Delhi Police reported a 47% rise in weapon seizures involving adolescents in 2022, often inspired by Instagram Reels and Snapchat trends.

viral "challenges" like the Blue Whale, the Pass-Out Challenge, the Choking Game, etc. have claimed dozens of adolescent lives between 2017 and 2022.

The digital arena has turned into a gladiatorial pit, Professor, where survival and self-worth are measured not by resilience, but by spectacle.

Schools and Colleges-Colluding in the Collapse

schools and colleges are pillars meant to support youth and are complicit through neglect and exploitation.

A 2024 BMC Psychiatry review links 22.85% of adolescent suicides directly to academic pressure.

The coaching industry, ballooning to ₹58,088 crore (about £5.3 billion) by 2023, thrives by monetising fear and desperation. In Kota alone, 15 students took their lives in 2023, a 66% increase over 2022, despite so-called mental health initiatives.

Colleges, too, fail their charges:

Only 12% of Indian higher education institutions have licensed mental health counselors (AISHE 2021–22).

70% of college students report moderate to severe stress.

Alarmingly, the proportion of engineering students citing "fear of unemployment" as a major stressor rose from 46% in 2017 to 64% in 2022.

They arrive at the gates of higher education battered and bruised, only to find no balm within.

Consumerism: Feeding the Fire

The adolescent is not merely pressured to succeed academically but also to consume and display.

In 2023, India's adolescent retail market crossed ₹4 lakh crore (£36.5 billion), growing at 9% annually. Families now allocate 18% of discretionary spending towards adolescent consumption demands, compared to 11% in 2005.

Among economically disadvantaged adolescents, this unattainable consumerism generates unique psychosocial strains, contributing to 8.75% of suicides linked to economic distress.

The marketplace, then, does not merely sell products; it sells inadequacy, dissatisfaction, and dreams just out of reach.

Regional Inequities

Not all adolescents suffer equally.

Maharashtra alone reported 1,230 student suicides in 2021 — the highest in the country.

Southern states, though housing only 21% of India's adolescent population, accounted for 29% of student suicides.

 the rise in female adolescent suicides is up 7% between 2020 and 2022 reveals the compounded burdens of gender-based violence, academic pressure, and domestic confinement.

Crime, Violence, and the Erosion of Empathy

Juvenile crime patterns mirror the psychological and moral decay:

Between 2002 and 2012, juvenile murder cases surged 87%; minor rape cases surged 143%.

In 2012, among minors charged with serious crimes:

  • 66.6% were aged 16–18,
  • 30.9% aged 12–16,
  • 2.5% were only 7–12 years old.

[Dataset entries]
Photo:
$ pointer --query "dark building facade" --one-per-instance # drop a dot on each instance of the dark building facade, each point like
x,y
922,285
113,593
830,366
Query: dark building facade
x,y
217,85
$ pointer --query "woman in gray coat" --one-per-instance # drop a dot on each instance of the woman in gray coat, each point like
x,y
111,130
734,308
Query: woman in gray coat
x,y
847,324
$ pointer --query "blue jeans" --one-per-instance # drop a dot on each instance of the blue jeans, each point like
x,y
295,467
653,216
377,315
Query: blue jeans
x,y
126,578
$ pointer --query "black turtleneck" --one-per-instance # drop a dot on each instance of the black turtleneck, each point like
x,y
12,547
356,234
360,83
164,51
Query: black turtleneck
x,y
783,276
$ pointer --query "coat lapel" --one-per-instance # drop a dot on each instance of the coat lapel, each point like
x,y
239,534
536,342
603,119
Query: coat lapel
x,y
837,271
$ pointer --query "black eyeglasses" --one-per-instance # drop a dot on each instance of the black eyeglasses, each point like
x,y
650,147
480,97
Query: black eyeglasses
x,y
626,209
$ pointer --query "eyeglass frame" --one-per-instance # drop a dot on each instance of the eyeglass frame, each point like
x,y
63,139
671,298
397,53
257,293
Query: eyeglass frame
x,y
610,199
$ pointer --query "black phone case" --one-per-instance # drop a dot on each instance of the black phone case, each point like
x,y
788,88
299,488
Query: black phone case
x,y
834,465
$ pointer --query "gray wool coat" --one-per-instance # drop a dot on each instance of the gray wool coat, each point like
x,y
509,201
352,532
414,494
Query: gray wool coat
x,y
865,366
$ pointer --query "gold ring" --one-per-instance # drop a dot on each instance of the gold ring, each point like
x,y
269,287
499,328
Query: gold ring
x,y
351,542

**Work required**
Return the part of the text on adolescent distress in India word for word, starting at the words "Juvenile crime patterns" and stopping after "7–12 years old.". The items have no role in this.

**Solution**
Juvenile crime patterns mirror the psychological and moral decay:

Between 2002 and 2012, juvenile murder cases surged 87%; minor rape cases surged 143%.

In 2012, among minors charged with serious crimes:

  • 66.6% were aged 16–18,
  • 30.9% aged 12–16,
  • 2.5% were only 7–12 years old.